### PROVIDED TEXT
_____

Apache DataFusion Python
A Python library that provides bindings to the Apache Arrow in-memory query engine, DataFusion. It enables users to build and execute high-performance queries using SQL or a DataFrame API against various data sources, including CSV, Parquet, JSON, and in-memory data. Leveraging its Rust-written query engine, it focuses on efficient, zero-copy data exchange with PyArrow. The library is actively maintained, with a current version of 52.3.0, and typically releases in sync with the core DataFusion project.
Warnings
- breaking Breaking changes to Foreign Function Interface (FFI) for Python extensions (e.g., custom CatalogProvider, TableProvider). Users implementing custom FFI-based providers must now provide `LogicalExtensionCodec` and `TaskContextProvider`, and method signatures have changed.
- gotcha DataFusion's Python bindings are tightly coupled with the core Rust DataFusion library. Downstream libraries (e.g., `deltalake`, `pyiceberg`) that provide DataFusion table providers often require exact version matches. This can lead to dependency conflicts when using multiple such libraries.
- breaking The way schemas are passed to `FileSource` constructors and `FileScanConfigBuilder` has been refactored. File sources now require the schema (including partition columns) at construction, and `FileScanConfigBuilder` no longer accepts a separate schema parameter. Additionally, `FilePruner::try_new()` signature changed.
- deprecated The `SchemaAdapterFactory` has been fully removed from Parquet scanning. This includes the `SchemaAdapter`, `SchemaMapper`, `DefaultSchemaAdapterFactory` traits/structs.
- gotcha The default value of the `datafusion.execution.collect_statistics` configuration setting changed from `false` to `true`. This means DataFusion will now collect and store statistics by default when a table is first created via `CREATE EXTERNAL TABLE` or DataFrame `register_*` APIs.

_____

### PROBLEMS
1 - Using the DataFusion Python page above, decide whether each statement agrees with it. Answer yes or no for each, and quote the words that settle it.
(a) The library's current version is 52.3.0.
(b) The default value of `datafusion.execution.collect_statistics` changed from `true` to `false`.
(c) `FileScanConfigBuilder` still accepts a separate schema parameter.
2 - Answer these questions from the DataFusion Python page above:
(a) Which data sources does the page list for queries?
(b) What two things must users implementing custom FFI-based providers now provide?
(c) Which downstream libraries does the page give as examples of libraries that provide DataFusion table providers?
3 - Please extend the DataFusion Python page above, beginning right after its final sentence.

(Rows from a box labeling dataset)
_____

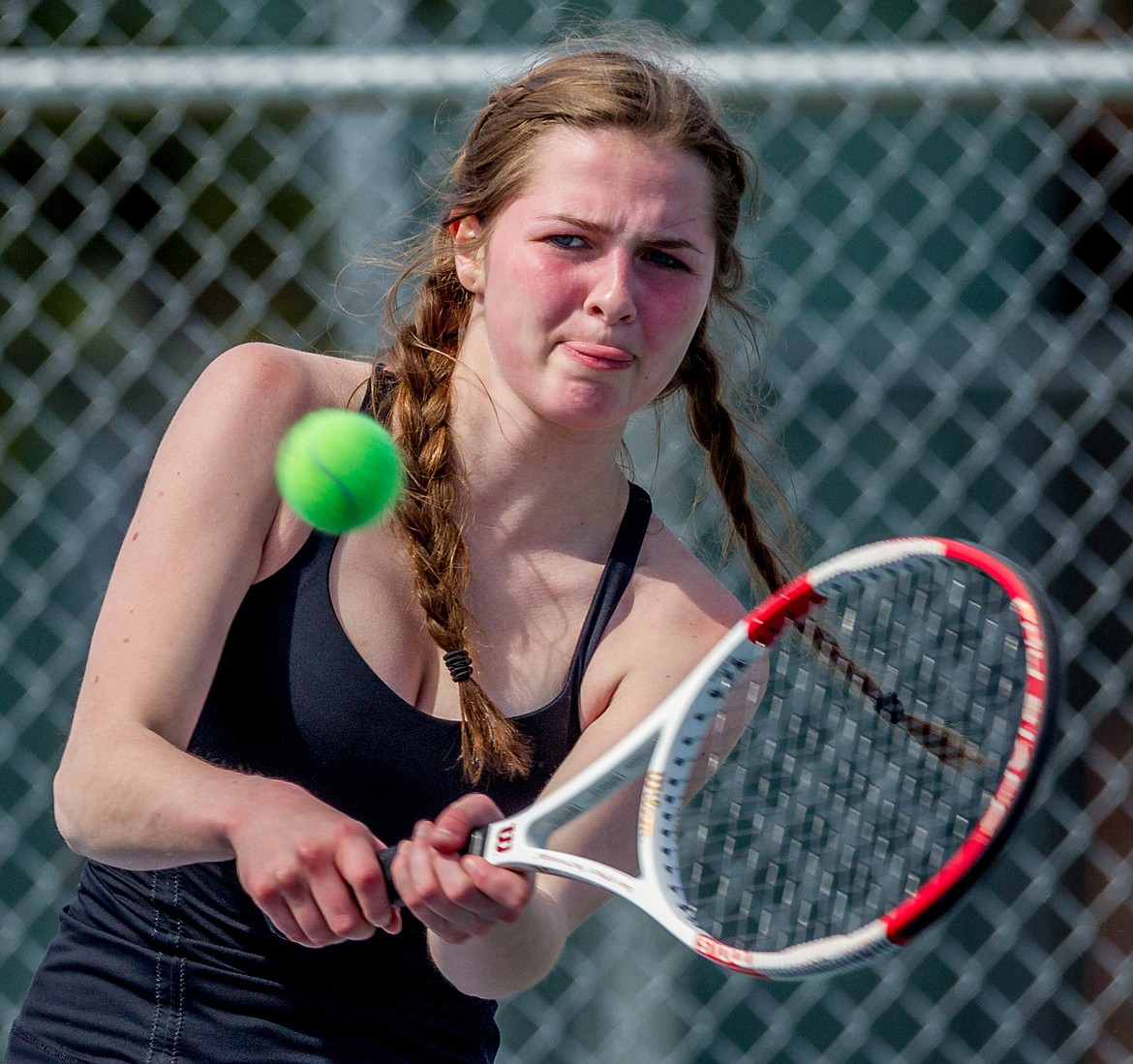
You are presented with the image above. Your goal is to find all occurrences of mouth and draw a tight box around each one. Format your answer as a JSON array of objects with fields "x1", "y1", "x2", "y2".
[{"x1": 562, "y1": 340, "x2": 633, "y2": 371}]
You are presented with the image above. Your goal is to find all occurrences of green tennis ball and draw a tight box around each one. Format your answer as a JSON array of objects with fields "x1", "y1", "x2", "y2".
[{"x1": 275, "y1": 410, "x2": 405, "y2": 533}]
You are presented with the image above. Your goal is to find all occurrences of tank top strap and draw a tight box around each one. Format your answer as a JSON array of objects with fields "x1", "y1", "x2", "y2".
[{"x1": 570, "y1": 481, "x2": 653, "y2": 744}]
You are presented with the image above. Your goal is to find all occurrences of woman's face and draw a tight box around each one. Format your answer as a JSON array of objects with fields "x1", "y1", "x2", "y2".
[{"x1": 455, "y1": 127, "x2": 715, "y2": 430}]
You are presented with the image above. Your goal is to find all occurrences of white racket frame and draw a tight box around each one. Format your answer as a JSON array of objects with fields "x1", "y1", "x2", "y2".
[{"x1": 472, "y1": 537, "x2": 1054, "y2": 979}]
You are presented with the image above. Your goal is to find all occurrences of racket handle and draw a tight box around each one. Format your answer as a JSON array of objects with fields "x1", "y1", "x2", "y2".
[{"x1": 378, "y1": 827, "x2": 487, "y2": 909}]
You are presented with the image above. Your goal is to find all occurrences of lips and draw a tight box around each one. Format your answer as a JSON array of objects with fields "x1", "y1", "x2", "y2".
[{"x1": 563, "y1": 340, "x2": 633, "y2": 370}]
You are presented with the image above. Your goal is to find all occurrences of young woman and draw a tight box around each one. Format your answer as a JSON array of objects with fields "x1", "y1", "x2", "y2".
[{"x1": 8, "y1": 48, "x2": 780, "y2": 1064}]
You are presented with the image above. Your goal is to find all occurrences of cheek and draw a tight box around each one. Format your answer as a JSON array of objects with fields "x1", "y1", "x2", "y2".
[{"x1": 649, "y1": 285, "x2": 709, "y2": 353}]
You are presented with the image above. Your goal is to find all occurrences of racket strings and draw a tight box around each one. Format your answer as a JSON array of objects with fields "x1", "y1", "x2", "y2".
[
  {"x1": 794, "y1": 618, "x2": 982, "y2": 771},
  {"x1": 676, "y1": 559, "x2": 1026, "y2": 951}
]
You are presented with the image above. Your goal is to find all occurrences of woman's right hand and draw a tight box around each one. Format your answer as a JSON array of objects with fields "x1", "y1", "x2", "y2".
[{"x1": 229, "y1": 779, "x2": 401, "y2": 947}]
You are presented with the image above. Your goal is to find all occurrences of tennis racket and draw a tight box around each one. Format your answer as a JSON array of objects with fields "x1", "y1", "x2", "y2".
[{"x1": 384, "y1": 538, "x2": 1057, "y2": 979}]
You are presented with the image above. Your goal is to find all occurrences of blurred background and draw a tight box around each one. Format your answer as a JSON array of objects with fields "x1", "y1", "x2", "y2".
[{"x1": 0, "y1": 0, "x2": 1133, "y2": 1064}]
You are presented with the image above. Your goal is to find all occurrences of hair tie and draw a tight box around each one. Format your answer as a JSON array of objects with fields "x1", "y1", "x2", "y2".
[{"x1": 444, "y1": 648, "x2": 473, "y2": 684}]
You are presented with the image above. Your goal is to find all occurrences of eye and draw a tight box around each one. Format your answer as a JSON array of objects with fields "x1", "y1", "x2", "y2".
[
  {"x1": 547, "y1": 232, "x2": 586, "y2": 251},
  {"x1": 641, "y1": 248, "x2": 689, "y2": 272}
]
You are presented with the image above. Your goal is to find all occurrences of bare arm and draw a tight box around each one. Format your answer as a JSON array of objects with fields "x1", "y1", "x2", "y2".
[
  {"x1": 55, "y1": 346, "x2": 403, "y2": 944},
  {"x1": 394, "y1": 566, "x2": 740, "y2": 997}
]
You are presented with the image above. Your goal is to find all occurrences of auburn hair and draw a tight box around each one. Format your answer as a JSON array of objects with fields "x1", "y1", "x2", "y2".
[{"x1": 372, "y1": 46, "x2": 782, "y2": 783}]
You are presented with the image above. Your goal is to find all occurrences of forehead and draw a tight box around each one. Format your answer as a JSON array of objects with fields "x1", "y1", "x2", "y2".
[{"x1": 517, "y1": 127, "x2": 713, "y2": 239}]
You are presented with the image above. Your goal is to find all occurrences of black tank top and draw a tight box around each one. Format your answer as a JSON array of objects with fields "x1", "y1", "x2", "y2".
[{"x1": 13, "y1": 485, "x2": 652, "y2": 1064}]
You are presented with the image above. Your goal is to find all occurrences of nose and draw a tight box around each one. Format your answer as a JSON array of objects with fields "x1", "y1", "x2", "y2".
[{"x1": 585, "y1": 251, "x2": 637, "y2": 325}]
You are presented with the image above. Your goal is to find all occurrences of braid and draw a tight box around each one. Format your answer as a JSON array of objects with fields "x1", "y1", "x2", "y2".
[
  {"x1": 384, "y1": 268, "x2": 531, "y2": 784},
  {"x1": 678, "y1": 321, "x2": 785, "y2": 592}
]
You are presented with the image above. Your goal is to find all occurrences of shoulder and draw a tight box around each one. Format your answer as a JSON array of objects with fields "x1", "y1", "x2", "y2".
[
  {"x1": 582, "y1": 517, "x2": 747, "y2": 725},
  {"x1": 189, "y1": 342, "x2": 368, "y2": 421}
]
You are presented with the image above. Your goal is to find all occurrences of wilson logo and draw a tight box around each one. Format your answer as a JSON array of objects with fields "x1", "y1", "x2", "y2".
[
  {"x1": 692, "y1": 935, "x2": 766, "y2": 978},
  {"x1": 496, "y1": 824, "x2": 515, "y2": 853}
]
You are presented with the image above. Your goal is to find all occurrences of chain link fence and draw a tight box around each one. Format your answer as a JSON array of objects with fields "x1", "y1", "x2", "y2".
[{"x1": 0, "y1": 0, "x2": 1133, "y2": 1064}]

_____

### ANSWERS GIVEN
1 -
(a) Yes: "with a current version of 52.3.0"
(b) No: "changed from `false` to `true`"
(c) No: "`FileScanConfigBuilder` no longer accepts a separate schema parameter"

2 -
(a) CSV, Parquet, JSON, and in-memory data
(b) `LogicalExtensionCodec` and `TaskContextProvider`
(c) `deltalake` and `pyiceberg`

3 -
- breaking For advanced User-Defined Functions (UDFs), `UDF` traits now use `FieldRef` rather than `DataType` and nullability directly. `FieldRef` provides access to metadata fields, supporting extension types.
Install
-
pip install datafusion
Imports
- SessionContext
from datafusion import SessionContext
- col
from datafusion import col
- udf
from datafusion import udf
- functions
from datafusion import functions
Quickstart
from datafusion import SessionContext, col
import pyarrow as pa
# Create a DataFusion session context
ctx = SessionContext()
# Create an in-memory PyArrow table
data = {
"id": [1, 2, 3, 4],
"value": [10, 20, 15, 25],
"category": ["A", "B", "A", "C"]
}
pyarrow_table = pa.table(data)
# Register the PyArrow table as a DataFusion table
ctx.register_record_batches("my_table", [pyarrow_table.to_batches()])
# Execute a SQL query
df_sql = ctx.sql("SELECT category, SUM(value) FROM my_table GROUP BY category ORDER BY category")
print("SQL Query Result:")
print(df_sql.to_pandas())
# Execute a DataFrame API query
df_dataframe = ctx.table("my_table")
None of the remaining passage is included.